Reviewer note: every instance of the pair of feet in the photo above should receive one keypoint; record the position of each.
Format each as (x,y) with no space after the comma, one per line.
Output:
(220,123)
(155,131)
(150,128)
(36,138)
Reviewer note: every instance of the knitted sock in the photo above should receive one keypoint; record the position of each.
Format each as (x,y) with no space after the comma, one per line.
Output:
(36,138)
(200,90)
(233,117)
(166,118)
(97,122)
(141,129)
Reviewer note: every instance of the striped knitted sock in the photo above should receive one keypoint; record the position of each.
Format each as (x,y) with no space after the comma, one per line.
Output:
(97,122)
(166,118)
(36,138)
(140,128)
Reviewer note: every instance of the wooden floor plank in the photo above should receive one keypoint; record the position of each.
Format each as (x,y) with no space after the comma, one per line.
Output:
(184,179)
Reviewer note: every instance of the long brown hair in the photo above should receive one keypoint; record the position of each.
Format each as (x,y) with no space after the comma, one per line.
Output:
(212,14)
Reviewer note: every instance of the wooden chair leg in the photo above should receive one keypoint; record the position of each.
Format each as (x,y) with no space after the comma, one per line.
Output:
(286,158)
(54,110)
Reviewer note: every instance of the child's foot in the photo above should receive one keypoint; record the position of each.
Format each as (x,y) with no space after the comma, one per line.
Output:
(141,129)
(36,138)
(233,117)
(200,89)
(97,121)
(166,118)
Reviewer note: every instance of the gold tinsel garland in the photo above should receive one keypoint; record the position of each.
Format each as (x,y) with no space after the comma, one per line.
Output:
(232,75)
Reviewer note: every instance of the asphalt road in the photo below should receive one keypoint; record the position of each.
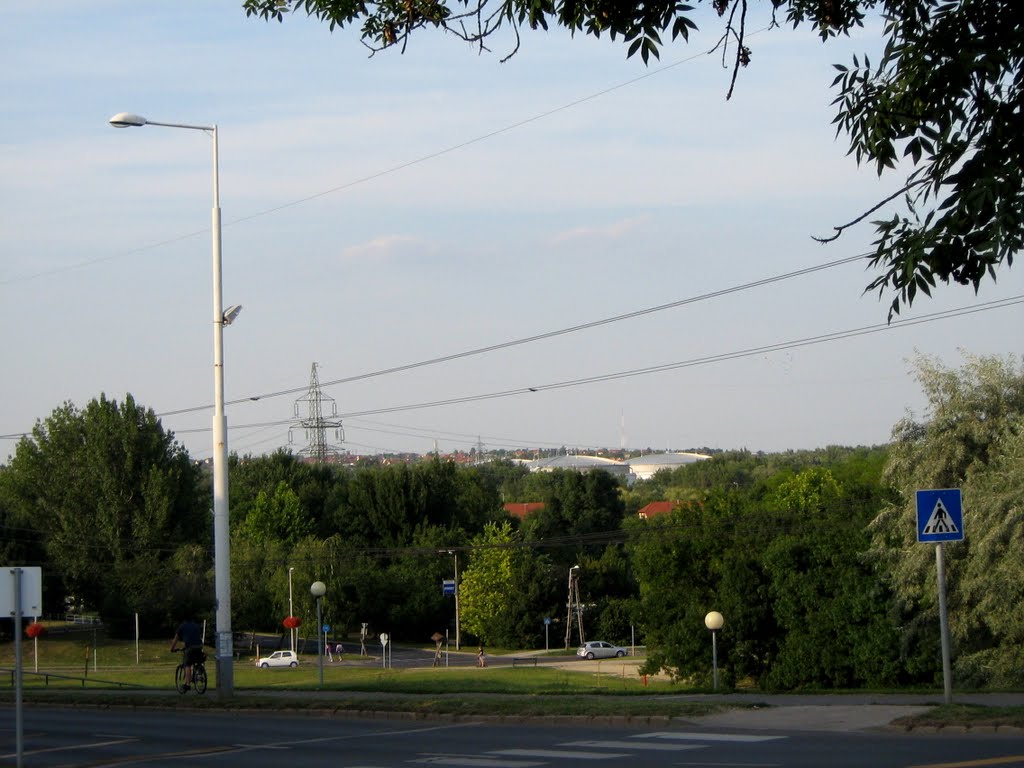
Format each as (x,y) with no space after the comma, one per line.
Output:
────────────────────────────────────────
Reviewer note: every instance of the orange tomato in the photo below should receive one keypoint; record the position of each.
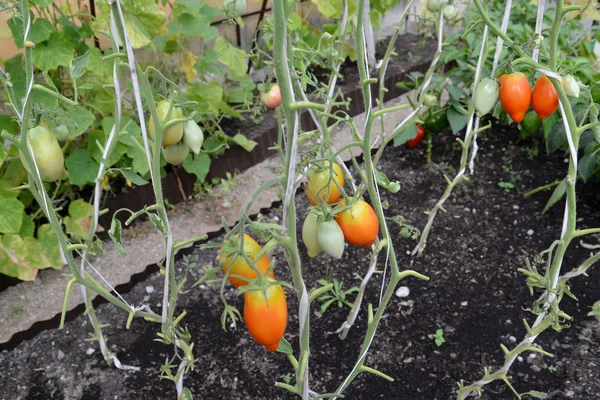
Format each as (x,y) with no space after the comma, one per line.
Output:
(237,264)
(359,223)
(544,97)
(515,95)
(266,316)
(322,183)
────────────────────────────────────────
Can you collect every line in the rows above that contains the word "below"?

Reviewer note: every instance of the asphalt road in the photo below should receive one keypoint; record the position of each.
Reviewer note: every instance of the orange tomato in the photo below should receive one keypoint; record the position of each.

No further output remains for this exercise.